## [Exercise requirements]
The complete set of records below must be repeated precisely as given.

··· Available data

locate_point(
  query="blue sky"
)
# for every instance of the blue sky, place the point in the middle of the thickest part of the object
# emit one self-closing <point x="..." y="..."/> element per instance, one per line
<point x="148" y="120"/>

······

## [Answer for this exercise]
locate_point(
  query="blue sky"
)
# for every instance of the blue sky, place the point in the middle of the thickest part of the object
# emit one self-closing <point x="..." y="..."/> element per instance, one per line
<point x="148" y="120"/>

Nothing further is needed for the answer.